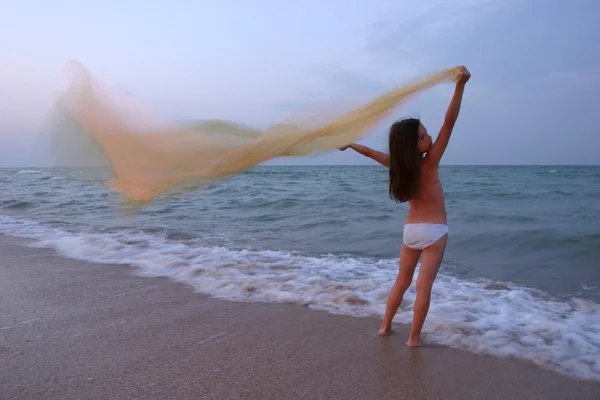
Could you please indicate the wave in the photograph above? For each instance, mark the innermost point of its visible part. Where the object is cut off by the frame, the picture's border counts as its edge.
(477, 315)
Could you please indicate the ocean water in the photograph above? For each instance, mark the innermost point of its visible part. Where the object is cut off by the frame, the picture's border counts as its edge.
(521, 275)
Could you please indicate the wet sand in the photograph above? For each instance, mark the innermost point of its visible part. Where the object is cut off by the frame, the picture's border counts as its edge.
(77, 330)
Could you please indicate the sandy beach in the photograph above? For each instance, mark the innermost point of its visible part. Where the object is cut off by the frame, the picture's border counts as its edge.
(77, 330)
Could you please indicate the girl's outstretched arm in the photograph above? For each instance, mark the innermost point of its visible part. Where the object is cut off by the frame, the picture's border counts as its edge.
(441, 142)
(378, 156)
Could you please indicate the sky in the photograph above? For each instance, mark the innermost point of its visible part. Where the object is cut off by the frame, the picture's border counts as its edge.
(532, 98)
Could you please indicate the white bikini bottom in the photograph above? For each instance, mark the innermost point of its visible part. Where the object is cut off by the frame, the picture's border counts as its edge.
(421, 236)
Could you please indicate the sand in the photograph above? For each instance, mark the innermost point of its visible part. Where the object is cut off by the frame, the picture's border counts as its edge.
(77, 330)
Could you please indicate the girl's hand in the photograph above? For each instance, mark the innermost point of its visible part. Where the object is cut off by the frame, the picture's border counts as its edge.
(465, 75)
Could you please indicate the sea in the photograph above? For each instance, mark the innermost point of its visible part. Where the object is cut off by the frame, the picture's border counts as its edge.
(520, 278)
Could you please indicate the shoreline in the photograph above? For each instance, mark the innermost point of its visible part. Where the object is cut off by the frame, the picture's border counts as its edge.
(71, 329)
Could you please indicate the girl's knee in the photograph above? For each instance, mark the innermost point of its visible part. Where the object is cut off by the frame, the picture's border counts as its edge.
(403, 284)
(424, 285)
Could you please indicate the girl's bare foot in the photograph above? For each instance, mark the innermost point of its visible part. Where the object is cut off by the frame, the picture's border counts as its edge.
(414, 342)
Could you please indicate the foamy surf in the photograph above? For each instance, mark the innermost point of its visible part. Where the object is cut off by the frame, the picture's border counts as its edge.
(479, 316)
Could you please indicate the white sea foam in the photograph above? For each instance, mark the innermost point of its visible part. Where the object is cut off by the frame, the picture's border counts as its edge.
(474, 315)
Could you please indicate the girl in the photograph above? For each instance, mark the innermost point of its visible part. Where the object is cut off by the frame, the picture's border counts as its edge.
(414, 178)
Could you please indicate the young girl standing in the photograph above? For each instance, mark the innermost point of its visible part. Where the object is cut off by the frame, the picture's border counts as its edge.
(414, 178)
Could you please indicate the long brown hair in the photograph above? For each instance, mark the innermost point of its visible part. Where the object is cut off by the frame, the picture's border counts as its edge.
(405, 165)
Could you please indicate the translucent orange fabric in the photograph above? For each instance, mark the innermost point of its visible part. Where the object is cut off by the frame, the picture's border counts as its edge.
(150, 155)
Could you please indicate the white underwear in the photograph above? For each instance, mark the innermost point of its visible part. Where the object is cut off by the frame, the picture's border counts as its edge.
(421, 236)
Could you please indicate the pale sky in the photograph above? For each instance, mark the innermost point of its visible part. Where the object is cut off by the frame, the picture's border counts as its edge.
(532, 99)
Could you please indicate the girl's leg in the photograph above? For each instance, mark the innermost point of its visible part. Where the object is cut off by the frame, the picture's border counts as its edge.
(430, 264)
(408, 262)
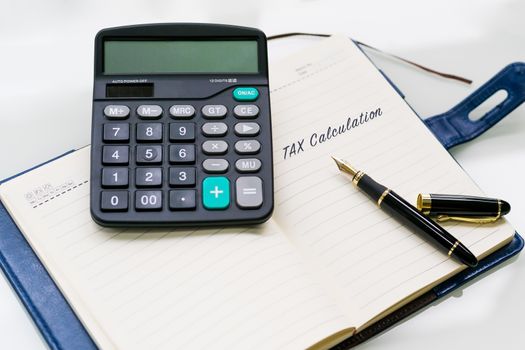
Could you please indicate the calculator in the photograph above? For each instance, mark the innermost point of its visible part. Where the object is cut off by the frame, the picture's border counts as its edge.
(181, 131)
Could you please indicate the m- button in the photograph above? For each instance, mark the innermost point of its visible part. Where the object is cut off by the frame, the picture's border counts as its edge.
(149, 111)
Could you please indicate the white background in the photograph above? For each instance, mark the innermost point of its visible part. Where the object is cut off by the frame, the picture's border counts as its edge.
(46, 65)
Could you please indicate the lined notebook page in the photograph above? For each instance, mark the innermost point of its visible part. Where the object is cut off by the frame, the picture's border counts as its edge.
(235, 288)
(370, 260)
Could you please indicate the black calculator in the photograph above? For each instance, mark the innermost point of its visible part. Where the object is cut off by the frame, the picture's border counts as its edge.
(181, 132)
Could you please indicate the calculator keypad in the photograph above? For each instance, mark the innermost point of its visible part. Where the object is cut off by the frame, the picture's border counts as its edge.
(172, 162)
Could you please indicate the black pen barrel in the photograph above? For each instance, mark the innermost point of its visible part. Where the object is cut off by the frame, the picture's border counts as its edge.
(406, 213)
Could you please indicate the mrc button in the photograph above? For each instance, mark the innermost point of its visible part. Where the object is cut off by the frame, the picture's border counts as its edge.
(245, 94)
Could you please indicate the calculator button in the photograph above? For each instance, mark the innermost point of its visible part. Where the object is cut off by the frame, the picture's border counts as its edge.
(245, 94)
(214, 111)
(148, 177)
(248, 191)
(247, 146)
(115, 155)
(182, 131)
(182, 200)
(116, 132)
(180, 176)
(214, 147)
(214, 129)
(248, 165)
(246, 111)
(149, 111)
(116, 111)
(114, 200)
(149, 154)
(148, 200)
(247, 129)
(182, 111)
(215, 165)
(216, 192)
(115, 177)
(149, 132)
(182, 154)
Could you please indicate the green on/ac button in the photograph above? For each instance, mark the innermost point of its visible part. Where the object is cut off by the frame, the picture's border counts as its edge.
(245, 94)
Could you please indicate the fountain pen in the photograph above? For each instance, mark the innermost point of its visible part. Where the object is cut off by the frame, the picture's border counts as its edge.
(397, 207)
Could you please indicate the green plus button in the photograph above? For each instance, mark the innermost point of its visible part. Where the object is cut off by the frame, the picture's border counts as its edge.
(216, 192)
(245, 94)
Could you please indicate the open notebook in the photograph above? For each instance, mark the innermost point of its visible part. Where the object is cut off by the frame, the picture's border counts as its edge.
(325, 266)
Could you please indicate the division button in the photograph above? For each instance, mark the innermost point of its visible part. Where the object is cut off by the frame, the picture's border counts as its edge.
(182, 111)
(247, 129)
(214, 111)
(214, 147)
(215, 165)
(247, 146)
(116, 111)
(182, 200)
(214, 129)
(246, 111)
(149, 111)
(245, 94)
(216, 192)
(248, 191)
(248, 165)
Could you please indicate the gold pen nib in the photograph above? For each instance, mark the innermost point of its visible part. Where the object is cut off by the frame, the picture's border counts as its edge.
(344, 166)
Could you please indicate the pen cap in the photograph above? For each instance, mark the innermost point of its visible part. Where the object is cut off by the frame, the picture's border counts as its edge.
(461, 205)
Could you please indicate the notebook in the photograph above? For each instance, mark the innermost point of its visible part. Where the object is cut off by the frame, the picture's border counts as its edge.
(327, 266)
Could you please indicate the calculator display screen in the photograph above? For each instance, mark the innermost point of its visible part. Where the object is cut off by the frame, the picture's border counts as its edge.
(180, 56)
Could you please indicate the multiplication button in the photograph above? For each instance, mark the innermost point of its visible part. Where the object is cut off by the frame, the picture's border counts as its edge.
(215, 147)
(248, 190)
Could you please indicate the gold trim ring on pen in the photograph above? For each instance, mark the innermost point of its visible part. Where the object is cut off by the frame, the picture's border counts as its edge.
(452, 249)
(357, 177)
(380, 200)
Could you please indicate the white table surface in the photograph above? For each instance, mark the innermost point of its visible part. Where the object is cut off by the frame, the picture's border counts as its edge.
(46, 65)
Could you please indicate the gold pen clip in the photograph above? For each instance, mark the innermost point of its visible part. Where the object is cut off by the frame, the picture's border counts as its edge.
(479, 220)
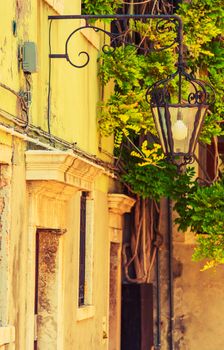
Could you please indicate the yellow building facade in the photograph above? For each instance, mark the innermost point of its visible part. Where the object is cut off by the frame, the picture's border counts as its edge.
(50, 159)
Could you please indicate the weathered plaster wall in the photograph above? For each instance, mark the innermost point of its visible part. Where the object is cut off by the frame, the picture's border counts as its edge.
(85, 329)
(198, 297)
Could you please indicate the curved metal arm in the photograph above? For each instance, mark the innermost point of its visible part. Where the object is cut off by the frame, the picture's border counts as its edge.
(120, 38)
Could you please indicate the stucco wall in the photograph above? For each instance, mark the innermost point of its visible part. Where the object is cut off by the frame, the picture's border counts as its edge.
(198, 297)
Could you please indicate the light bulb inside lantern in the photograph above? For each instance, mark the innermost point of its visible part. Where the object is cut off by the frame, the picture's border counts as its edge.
(179, 130)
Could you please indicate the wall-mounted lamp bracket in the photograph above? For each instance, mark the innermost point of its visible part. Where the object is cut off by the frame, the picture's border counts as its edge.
(117, 38)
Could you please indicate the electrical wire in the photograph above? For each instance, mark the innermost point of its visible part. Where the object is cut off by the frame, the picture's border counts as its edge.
(49, 83)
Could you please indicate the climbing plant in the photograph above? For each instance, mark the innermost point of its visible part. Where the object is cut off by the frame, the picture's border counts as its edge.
(127, 116)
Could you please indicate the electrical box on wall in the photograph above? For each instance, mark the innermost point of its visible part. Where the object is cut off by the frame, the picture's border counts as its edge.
(29, 57)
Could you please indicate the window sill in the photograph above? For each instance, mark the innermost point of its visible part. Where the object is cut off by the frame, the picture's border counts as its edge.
(7, 335)
(84, 312)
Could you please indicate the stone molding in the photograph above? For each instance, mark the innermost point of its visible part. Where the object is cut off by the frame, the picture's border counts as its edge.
(62, 167)
(120, 203)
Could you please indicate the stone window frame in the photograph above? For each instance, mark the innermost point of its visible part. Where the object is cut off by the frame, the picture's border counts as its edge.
(87, 310)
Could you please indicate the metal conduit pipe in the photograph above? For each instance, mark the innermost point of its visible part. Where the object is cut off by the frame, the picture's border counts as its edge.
(158, 304)
(24, 137)
(170, 273)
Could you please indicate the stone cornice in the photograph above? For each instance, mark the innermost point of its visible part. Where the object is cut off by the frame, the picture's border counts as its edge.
(63, 167)
(120, 203)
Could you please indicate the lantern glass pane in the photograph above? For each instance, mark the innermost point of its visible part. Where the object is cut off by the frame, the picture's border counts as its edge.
(186, 123)
(160, 121)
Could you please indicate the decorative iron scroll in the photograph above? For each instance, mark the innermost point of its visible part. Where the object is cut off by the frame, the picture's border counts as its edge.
(200, 92)
(124, 32)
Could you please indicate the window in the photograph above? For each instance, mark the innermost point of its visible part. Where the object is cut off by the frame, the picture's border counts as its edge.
(85, 250)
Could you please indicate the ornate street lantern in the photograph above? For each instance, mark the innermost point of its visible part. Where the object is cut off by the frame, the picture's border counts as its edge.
(179, 120)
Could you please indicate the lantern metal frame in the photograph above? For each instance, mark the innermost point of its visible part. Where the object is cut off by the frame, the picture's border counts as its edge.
(158, 95)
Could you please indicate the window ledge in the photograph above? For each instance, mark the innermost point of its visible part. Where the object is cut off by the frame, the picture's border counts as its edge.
(7, 335)
(84, 312)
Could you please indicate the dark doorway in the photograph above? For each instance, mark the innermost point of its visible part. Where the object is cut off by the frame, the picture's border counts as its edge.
(137, 317)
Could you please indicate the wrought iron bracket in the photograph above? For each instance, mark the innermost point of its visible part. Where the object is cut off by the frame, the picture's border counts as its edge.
(164, 23)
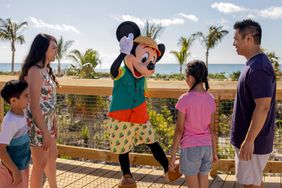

---+---

About this exercise: Everything from the line with "Could you please indicate the wrought" through the last line above should be reproduced exactly, both ends included; pictures must be omitted.

Final answer:
Could you please indicate the wrought iron bracket in the photograph above? For each instance, mark the innermost point of its visible part. Where the object is cut off by the frame, the picture's border counts as its edge.
(164, 23)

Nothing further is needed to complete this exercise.